## BEGIN Input records
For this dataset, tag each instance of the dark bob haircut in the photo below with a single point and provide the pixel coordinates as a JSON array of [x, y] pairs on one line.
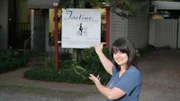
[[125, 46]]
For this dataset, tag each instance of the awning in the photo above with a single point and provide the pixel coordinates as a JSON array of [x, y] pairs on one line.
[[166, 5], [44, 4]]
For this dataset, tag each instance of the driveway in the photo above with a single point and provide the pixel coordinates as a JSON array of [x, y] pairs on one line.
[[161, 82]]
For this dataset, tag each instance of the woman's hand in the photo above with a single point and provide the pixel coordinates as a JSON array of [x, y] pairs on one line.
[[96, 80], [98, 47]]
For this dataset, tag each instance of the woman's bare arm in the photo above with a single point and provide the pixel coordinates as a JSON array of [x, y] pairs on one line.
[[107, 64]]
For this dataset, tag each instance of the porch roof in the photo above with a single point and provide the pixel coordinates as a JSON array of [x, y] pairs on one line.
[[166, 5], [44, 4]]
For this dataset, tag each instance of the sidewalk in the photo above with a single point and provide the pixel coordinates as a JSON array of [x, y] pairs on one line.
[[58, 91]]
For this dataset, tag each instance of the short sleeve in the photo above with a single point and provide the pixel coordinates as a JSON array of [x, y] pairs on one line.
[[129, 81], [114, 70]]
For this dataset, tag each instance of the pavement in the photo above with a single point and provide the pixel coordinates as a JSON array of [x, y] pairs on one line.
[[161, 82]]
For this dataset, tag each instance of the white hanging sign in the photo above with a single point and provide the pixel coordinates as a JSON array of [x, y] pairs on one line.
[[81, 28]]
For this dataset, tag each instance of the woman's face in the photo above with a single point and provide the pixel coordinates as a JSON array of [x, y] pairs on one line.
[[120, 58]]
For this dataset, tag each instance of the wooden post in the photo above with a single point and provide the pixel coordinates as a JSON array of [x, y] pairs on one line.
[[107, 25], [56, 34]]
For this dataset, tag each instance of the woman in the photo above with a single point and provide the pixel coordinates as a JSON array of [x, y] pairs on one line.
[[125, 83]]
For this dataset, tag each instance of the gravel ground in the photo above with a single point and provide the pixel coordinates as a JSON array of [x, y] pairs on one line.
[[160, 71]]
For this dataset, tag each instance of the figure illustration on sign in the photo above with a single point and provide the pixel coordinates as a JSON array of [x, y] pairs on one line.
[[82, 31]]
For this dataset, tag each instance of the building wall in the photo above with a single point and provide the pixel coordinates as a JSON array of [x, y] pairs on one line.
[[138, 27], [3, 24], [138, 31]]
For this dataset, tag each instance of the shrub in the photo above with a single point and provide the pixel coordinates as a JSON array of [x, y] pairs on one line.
## END Input records
Using the material above, return every line exactly as it appears, minus the pictures.

**Completed exercise**
For this dataset, tag each instance of the dark bob haircut in the photo below with a single point and provide the pixel coordinates as a JSON array of [x, y] pairs on one line.
[[125, 46]]
For this dataset, tag each instance of the awning in the photo above with a single point and provide the pixel coordinates as a JSON array of [x, y] pairs on one line.
[[166, 5], [44, 4]]
For this dataset, tag each instance of the driveway in the photo above with a single point and provide the pixel coordinates as a JSON array of [x, y] pairs on one line.
[[161, 82]]
For this dataset, tag each instance of the woman's hand in the photo above with a single point and provide the pixel coordinates as a JSON array of [x, y] pairs on one line.
[[96, 80], [98, 47]]
For this dataset, tag each instance of the woman's bare arm in the photo above with a single point and provide the pixel coordinates as a JSON array of [x, y] pairs on one line.
[[107, 64]]
For this dataset, tag each instance of the porch roof in the photo above with a single point and provide the pixel coordinates as a JSON array of [x, y] pairs on one line.
[[166, 5], [44, 4]]
For this dataset, tag each instance of the sidewalk in the photo above with a single point and provide the pixel coordinates as a JSON array of [x, y] pairs on one line.
[[58, 91]]
For this dataset, tag each instance of the short sleeve in the photo above with a single point and provide the pixel coordinates as a JSON array of [x, y] pairs on one line.
[[129, 81], [114, 70]]
For this dataset, tag each instance of the pavement in the photo above with a single point and provide the pixel coordinates as a JSON array of [x, y] pairs on one line.
[[161, 82]]
For this dataset, tag each instance of the white hanging sign in the photo above with a single point and provide the pixel coordinates as a JSON array of [x, y] pairs on one line.
[[81, 28]]
For this dataset, tag each instance of the woman's face in the photo above with a single point and provide the pixel coordinates as a JSON array of [x, y] pairs on one line.
[[120, 58]]
For this dataset, tag each instance of the wooden post in the photo above with a single point and provide the pixel coordinates as a JSON array of [x, y] pairs on one line.
[[107, 25], [56, 34]]
For this dataset, tag each instance of the woman in the photo above with a single point and provide the pixel coordinates as a JSON array of [x, y] pairs on one line.
[[125, 83]]
For this dataset, tag each instance of the gravel ground in the photo above with a single point and provide the pixel coordinates as a JSON array of [x, y] pairs on one line.
[[160, 71]]
For this dataset, tag each instance of the figure illustration on sign in the photo above with a single point and provide the pixel coordinates as a JSON array of [x, y] pairs on one line.
[[82, 31]]
For this dataset, tag each instance of the building wall in the photo above with a single point and provide the pixel coordinates as a JSON array of [x, y] pairs on one line.
[[138, 27], [3, 24], [138, 31]]
For this dataset, tag each instance of the shrub in the photo above with a single point and provide the pixel coordinates as a JSON array of [x, y] pairs on one line.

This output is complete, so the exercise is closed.